__Requirement 1__
Repeat word for word everything in the listing from its first line down to the line that contains "Give the mask of every instance of the **rose", including both of those lines.

AUD/USD traded as high as 0.7150 after the release of the much-anticipated dovish Fed Rate.

The USD fell sharply against a basket of major currencies after the Federal Reserve held U.S. interest rates steady while policymakers also dismissed projections for further rate hikes this year as the central bank flagged an expected slowdown in the economy.

Although the forecast was dovish, it was definitely more dovish than expected. This acts as a major shift in their perspective because the Fed also announced it now expects to raise borrowing costs only once more through 2021, and no longer anticipates the need to guard against inflation with restrictive monetary policy.

AUD is now trading up 0.60% around 0.7130 ahead of key Australian employment data due at 11:30am AEST. The Market is looking for +14 K jobs and Unemployment to remain unchanged at 5.0% - A downside miss on the numbers will increase calls for RBA cuts in 2019.

__Requirement 2__
Quote everything in the report on the Fed rate decision and AUD/USD from "AUD/USD traded as" down to "in the economy.".

(Region outline entries)
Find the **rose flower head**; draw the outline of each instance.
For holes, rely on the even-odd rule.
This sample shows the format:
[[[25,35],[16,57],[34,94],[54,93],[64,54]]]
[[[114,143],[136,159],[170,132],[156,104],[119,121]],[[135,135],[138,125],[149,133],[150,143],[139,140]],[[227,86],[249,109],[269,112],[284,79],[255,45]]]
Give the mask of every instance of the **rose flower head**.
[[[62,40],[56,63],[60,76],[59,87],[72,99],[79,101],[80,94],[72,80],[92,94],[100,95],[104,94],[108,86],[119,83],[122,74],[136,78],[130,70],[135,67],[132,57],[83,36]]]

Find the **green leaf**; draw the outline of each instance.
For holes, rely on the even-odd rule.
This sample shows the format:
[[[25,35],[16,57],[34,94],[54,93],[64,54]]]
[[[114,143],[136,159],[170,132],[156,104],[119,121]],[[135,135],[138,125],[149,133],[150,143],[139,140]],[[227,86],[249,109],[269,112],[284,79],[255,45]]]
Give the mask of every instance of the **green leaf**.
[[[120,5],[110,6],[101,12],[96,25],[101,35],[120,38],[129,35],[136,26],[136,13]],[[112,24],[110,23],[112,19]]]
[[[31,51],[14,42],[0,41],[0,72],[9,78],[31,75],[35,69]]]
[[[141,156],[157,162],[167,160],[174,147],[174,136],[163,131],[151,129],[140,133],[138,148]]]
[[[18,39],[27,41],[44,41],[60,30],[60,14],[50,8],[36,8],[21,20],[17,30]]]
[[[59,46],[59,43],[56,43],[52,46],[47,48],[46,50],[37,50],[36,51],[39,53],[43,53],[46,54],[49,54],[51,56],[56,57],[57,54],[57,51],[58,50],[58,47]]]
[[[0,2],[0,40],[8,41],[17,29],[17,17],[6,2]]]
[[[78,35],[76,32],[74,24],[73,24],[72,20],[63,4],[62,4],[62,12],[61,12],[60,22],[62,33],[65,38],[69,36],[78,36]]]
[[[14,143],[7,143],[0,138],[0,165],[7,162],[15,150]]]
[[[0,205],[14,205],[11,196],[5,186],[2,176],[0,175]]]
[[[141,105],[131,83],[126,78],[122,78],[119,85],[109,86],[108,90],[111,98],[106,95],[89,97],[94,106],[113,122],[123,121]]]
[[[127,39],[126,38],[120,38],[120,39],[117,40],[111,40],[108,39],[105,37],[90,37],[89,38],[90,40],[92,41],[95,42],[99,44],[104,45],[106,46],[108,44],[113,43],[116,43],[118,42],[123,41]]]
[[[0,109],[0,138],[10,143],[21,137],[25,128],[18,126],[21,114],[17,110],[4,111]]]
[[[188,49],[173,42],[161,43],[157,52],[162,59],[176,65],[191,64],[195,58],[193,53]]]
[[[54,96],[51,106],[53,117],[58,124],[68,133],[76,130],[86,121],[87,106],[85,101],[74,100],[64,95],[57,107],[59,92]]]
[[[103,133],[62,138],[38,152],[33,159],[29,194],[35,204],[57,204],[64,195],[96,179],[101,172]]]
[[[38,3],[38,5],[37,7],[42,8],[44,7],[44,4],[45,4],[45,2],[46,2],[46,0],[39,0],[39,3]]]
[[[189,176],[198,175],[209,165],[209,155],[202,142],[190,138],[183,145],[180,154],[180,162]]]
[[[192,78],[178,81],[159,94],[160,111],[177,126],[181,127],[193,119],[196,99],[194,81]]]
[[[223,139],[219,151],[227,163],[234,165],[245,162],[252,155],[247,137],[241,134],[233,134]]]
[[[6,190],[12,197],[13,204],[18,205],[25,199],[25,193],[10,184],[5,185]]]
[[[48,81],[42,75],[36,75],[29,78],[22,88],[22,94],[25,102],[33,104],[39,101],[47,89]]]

__Final result 1__
Find the **rose flower head**; draw the outline of each instance.
For holes, rely on the even-odd rule.
This sample shows the format:
[[[25,35],[16,57],[34,94],[54,93],[64,54]]]
[[[114,143],[136,159],[170,132],[156,104],[119,121]],[[135,135],[138,125],[149,133],[150,143],[139,140]],[[227,86],[249,109],[269,112],[284,79],[255,45]]]
Give the mask of every instance of the **rose flower head**.

__Final result 2__
AUD/USD traded as high as 0.7150 after the release of the much-anticipated dovish Fed Rate.

The USD fell sharply against a basket of major currencies after the Federal Reserve held U.S. interest rates steady while policymakers also dismissed projections for further rate hikes this year as the central bank flagged an expected slowdown in the economy.